Segmentation mask data:
___

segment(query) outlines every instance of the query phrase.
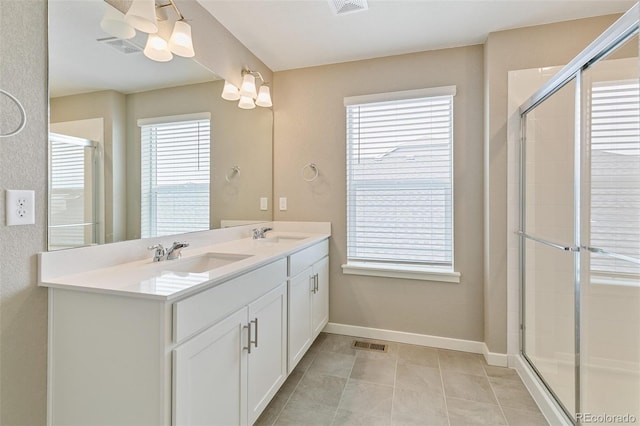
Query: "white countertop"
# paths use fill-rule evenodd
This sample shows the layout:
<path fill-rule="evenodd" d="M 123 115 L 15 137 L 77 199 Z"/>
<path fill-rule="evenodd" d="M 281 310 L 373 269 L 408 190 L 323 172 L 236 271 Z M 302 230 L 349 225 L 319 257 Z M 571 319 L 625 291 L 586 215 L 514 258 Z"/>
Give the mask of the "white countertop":
<path fill-rule="evenodd" d="M 277 224 L 277 222 L 273 224 Z M 235 276 L 284 258 L 330 236 L 330 232 L 317 232 L 317 228 L 313 229 L 316 232 L 285 231 L 284 229 L 287 229 L 285 226 L 276 226 L 275 228 L 274 232 L 269 232 L 267 235 L 283 237 L 277 242 L 269 241 L 269 239 L 257 241 L 251 237 L 243 237 L 208 245 L 200 243 L 194 244 L 195 247 L 183 249 L 181 259 L 177 260 L 153 262 L 151 255 L 144 253 L 146 258 L 142 260 L 130 262 L 104 260 L 101 262 L 103 264 L 101 267 L 88 270 L 85 268 L 85 270 L 78 272 L 74 272 L 73 267 L 59 267 L 59 262 L 73 262 L 74 250 L 78 250 L 76 262 L 82 262 L 83 258 L 91 256 L 91 249 L 95 249 L 94 254 L 103 256 L 105 249 L 99 246 L 71 249 L 62 253 L 41 253 L 39 285 L 49 288 L 173 300 L 215 286 Z M 279 230 L 279 228 L 283 230 Z M 243 233 L 246 234 L 247 231 Z M 189 236 L 186 234 L 180 236 L 181 238 L 174 239 L 188 242 Z M 296 239 L 284 239 L 285 237 Z M 112 247 L 109 250 L 117 253 L 118 247 L 115 246 L 118 244 L 131 245 L 130 242 L 115 243 L 110 245 Z M 223 265 L 204 272 L 189 271 L 190 265 L 197 262 L 200 256 L 209 254 L 220 257 Z M 229 260 L 225 261 L 225 259 Z M 58 264 L 56 265 L 56 263 Z M 79 269 L 82 268 L 79 267 Z M 59 271 L 62 273 L 56 274 Z"/>

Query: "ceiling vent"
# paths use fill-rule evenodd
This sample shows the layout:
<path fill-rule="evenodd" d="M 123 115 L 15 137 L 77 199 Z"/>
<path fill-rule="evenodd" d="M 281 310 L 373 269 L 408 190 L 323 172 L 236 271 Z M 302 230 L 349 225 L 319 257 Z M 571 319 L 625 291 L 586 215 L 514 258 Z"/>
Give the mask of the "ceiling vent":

___

Exact output of each line above is wanted, without the pictures.

◆ **Response for this exercise**:
segment(query) outlines every instance of the query phrase.
Query: "white countertop"
# paths use fill-rule evenodd
This sample shows the layout:
<path fill-rule="evenodd" d="M 123 115 L 15 137 L 77 199 Z"/>
<path fill-rule="evenodd" d="M 281 310 L 373 269 L 408 190 L 323 172 L 236 271 Z M 302 230 L 349 225 L 319 257 Z M 571 319 L 625 291 L 586 215 L 514 258 Z"/>
Give the mask of the "white countertop":
<path fill-rule="evenodd" d="M 277 224 L 277 222 L 273 224 Z M 235 276 L 284 258 L 330 236 L 330 232 L 317 232 L 317 228 L 313 229 L 316 232 L 285 231 L 284 229 L 287 229 L 285 226 L 276 226 L 275 228 L 274 232 L 269 232 L 267 235 L 283 237 L 277 242 L 269 241 L 269 239 L 257 241 L 251 237 L 243 237 L 208 245 L 200 243 L 194 244 L 195 247 L 183 249 L 181 259 L 177 260 L 153 262 L 151 255 L 144 253 L 146 258 L 142 260 L 130 262 L 104 260 L 101 262 L 103 264 L 101 267 L 88 270 L 85 268 L 85 270 L 78 272 L 74 272 L 73 267 L 59 267 L 59 262 L 73 262 L 74 250 L 78 250 L 76 262 L 82 262 L 83 258 L 91 256 L 91 249 L 95 249 L 94 254 L 103 256 L 105 249 L 99 246 L 71 249 L 62 253 L 41 253 L 39 285 L 49 288 L 173 300 L 215 286 Z M 279 230 L 279 228 L 283 230 Z M 243 233 L 246 234 L 247 231 Z M 189 236 L 186 234 L 180 236 L 181 238 L 174 239 L 188 242 Z M 296 239 L 284 239 L 285 237 Z M 112 247 L 109 250 L 117 253 L 118 247 L 115 246 L 118 244 L 131 245 L 130 242 L 115 243 L 110 245 Z M 223 265 L 204 272 L 189 271 L 190 265 L 197 262 L 200 256 L 209 254 L 220 257 Z M 229 260 L 225 261 L 225 259 Z M 58 264 L 56 265 L 56 263 Z M 79 269 L 82 268 L 79 267 Z M 59 271 L 62 273 L 56 274 Z"/>

Query: "ceiling vent"
# paths use fill-rule evenodd
This sample shows the layout:
<path fill-rule="evenodd" d="M 123 115 L 15 137 L 77 199 Z"/>
<path fill-rule="evenodd" d="M 281 310 L 373 269 L 408 190 L 323 172 L 236 271 Z M 302 230 L 349 225 L 319 257 Z M 571 319 L 625 291 L 586 215 L 514 258 Z"/>
Give the mask of the "ceiling vent":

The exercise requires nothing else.